§ Фрагмент документа
Канонизация новомучеников и исповедников сделала невозможным уход от исторической конкретики. В их житиях абстрактный «властитель граду» появиться не может. Не может хотя бы потому, что портреты этих властителей висели в школе, где учились наши родители. О жизни святителя Афанасия исповедника, епископа Ковровского, в день его памяти рассказывает Александр Кравецкий.
Икона священноисповедника Афанасия (Сахарова), епископа Ковровского. Икона написана в 2006 году для храма Покрова Пресвятыя Богородицы в Бутырском тюремном замке на пожертвования прихожан храма святителя Николая в Бирюлёво
Начало общецерковного почитания новомучеников и исповедников Российских дало нам совершенно уникальный опыт постижения святости. Еще совсем недавно нашу жизнь отделяли от земной жизни святых многие столетия. Эта временная дистанция лишала нас возможности, читая о раннехристианских мучениках, примерять их подвиги на себя. В житийных текстах мы искали моральный урок, наслаждались изысканностью стиля византийских агиографов, вычитывали исторические подробности.
Мы не могли лишь одного: представить тот страх и ту боль, которую живой человек чувствовал, оказавшись на арене среди диких зверей.
Читать житие как запись очевидца люди разучились давно, не одно столетие назад. Не случайно историки литературы писали о принципиальной абстрактности житий, отказе их авторов от конкретных исторических деталей.
В свое время Д. С. Лихачев указывал на то, что авторы житий русских святых, повествуя о вполне конкретных событиях, стремились говорить описательно, не прибегая к современной им политической терминологии. Вместо «посадник» говорится «вельможа некий», «старейшина»; вместо «князь» — «властитель той земли». Из житий изгонялись имена эпизодических персонажей, заменяясь на описательное «муж един», «некая дева» и т. д. В практике Русской Церкви канонизация осуществлялась по прошествии значительного времени.

§ Цель задания 1
Процитируйте отрывок текста о новомучениках и исповедниках от слов «Канонизация новомучеников и» до слов «рассказывает Александр Кравецкий.» включительно.

§ Данные задания
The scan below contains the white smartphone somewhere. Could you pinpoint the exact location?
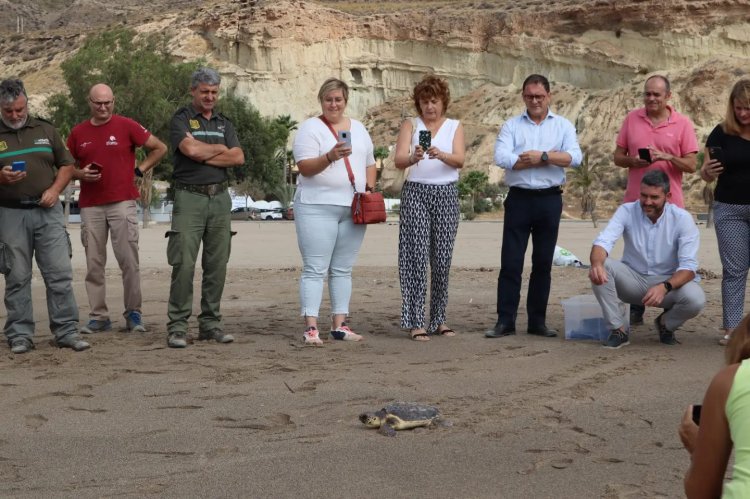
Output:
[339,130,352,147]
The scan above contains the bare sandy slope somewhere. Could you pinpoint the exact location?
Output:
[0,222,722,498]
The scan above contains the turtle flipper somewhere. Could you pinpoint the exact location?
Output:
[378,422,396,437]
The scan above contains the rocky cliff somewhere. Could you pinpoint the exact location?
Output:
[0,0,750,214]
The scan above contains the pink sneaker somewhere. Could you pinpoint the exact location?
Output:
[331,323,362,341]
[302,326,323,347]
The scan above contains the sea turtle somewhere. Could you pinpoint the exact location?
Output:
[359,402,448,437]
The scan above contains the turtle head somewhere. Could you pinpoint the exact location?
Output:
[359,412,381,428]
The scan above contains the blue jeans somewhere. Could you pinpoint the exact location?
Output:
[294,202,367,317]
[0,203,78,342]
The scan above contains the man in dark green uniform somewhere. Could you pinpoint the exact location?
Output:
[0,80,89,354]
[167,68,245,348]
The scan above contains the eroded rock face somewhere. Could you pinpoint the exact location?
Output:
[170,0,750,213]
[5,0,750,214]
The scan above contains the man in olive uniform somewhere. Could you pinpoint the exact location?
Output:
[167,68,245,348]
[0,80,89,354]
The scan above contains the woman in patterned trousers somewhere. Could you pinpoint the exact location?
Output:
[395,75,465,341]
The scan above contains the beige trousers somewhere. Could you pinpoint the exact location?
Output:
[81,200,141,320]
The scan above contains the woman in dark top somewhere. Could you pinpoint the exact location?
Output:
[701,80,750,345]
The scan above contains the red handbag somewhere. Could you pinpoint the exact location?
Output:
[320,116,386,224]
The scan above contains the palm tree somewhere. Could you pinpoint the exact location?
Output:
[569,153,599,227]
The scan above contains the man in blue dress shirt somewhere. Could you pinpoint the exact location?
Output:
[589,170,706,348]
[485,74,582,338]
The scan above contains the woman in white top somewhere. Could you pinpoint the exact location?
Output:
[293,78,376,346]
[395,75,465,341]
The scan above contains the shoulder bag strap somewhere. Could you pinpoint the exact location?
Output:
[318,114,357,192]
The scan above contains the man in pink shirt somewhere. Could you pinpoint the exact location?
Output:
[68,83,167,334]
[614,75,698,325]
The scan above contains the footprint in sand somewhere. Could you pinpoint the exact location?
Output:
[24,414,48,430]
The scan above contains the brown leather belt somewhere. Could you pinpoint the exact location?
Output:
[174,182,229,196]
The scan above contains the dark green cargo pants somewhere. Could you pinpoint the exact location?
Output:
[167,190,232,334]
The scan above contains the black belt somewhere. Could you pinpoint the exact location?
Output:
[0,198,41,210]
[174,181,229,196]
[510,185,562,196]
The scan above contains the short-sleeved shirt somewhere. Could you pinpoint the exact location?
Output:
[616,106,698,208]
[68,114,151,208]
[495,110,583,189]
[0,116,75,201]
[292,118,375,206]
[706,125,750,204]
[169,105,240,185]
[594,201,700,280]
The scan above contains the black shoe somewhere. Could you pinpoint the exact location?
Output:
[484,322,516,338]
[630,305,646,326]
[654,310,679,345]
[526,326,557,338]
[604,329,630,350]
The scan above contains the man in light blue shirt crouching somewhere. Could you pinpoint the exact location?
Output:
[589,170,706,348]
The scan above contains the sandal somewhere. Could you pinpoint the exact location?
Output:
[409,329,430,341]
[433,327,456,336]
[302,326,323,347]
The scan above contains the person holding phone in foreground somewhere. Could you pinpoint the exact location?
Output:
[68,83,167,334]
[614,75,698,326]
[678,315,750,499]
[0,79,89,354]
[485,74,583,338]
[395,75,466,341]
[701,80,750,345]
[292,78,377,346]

§ Цель задания 2
Преобразуйте строки данных от строки, содержащей «The scan above contains the pink», до строки, содержащей «[485,74,582,338]», включительно в CSV с двумя столбцами «запрос» и «ответ», по одной записи на каждый запрос вместе с его ответом. Каждое поле заключите в кавычки, заменив переносы строк пробелами.

§ Письменный ответ 1
Канонизация новомучеников и исповедников сделала невозможным уход от исторической конкретики. В их житиях абстрактный «властитель граду» появиться не может. Не может хотя бы потому, что портреты этих властителей висели в школе, где учились наши родители. О жизни святителя Афанасия исповедника, епископа Ковровского, в день его памяти рассказывает Александр Кравецкий.

§ Письменный ответ 2
запрос,ответ
"The scan above contains the pink sneaker somewhere. Could you pinpoint the exact location? Output:","[331,323,362,341] [302,326,323,347]"
"The scan above contains the sea turtle somewhere. Could you pinpoint the exact location? Output:","[359,402,448,437]"
"The scan above contains the turtle head somewhere. Could you pinpoint the exact location? Output:","[359,412,381,428]"
"The scan above contains the blue jeans somewhere. Could you pinpoint the exact location? Output:","[294,202,367,317] [0,203,78,342]"
"The scan above contains the man in dark green uniform somewhere. Could you pinpoint the exact location? Output:","[0,80,89,354] [167,68,245,348]"
"The scan above contains the eroded rock face somewhere. Could you pinpoint the exact location? Output:","[170,0,750,213] [5,0,750,214]"
"The scan above contains the man in olive uniform somewhere. Could you pinpoint the exact location? Output:","[167,68,245,348] [0,80,89,354]"
"The scan above contains the woman in patterned trousers somewhere. Could you pinpoint the exact location? Output:","[395,75,465,341]"
"The scan above contains the beige trousers somewhere. Could you pinpoint the exact location? Output:","[81,200,141,320]"
"The scan above contains the woman in dark top somewhere. Could you pinpoint the exact location? Output:","[701,80,750,345]"
"The scan above contains the red handbag somewhere. Could you pinpoint the exact location? Output:","[320,116,386,224]"
"The scan above contains the palm tree somewhere. Could you pinpoint the exact location? Output:","[569,153,599,227]"
"The scan above contains the man in blue dress shirt somewhere. Could you pinpoint the exact location? Output:","[589,170,706,348] [485,74,582,338]"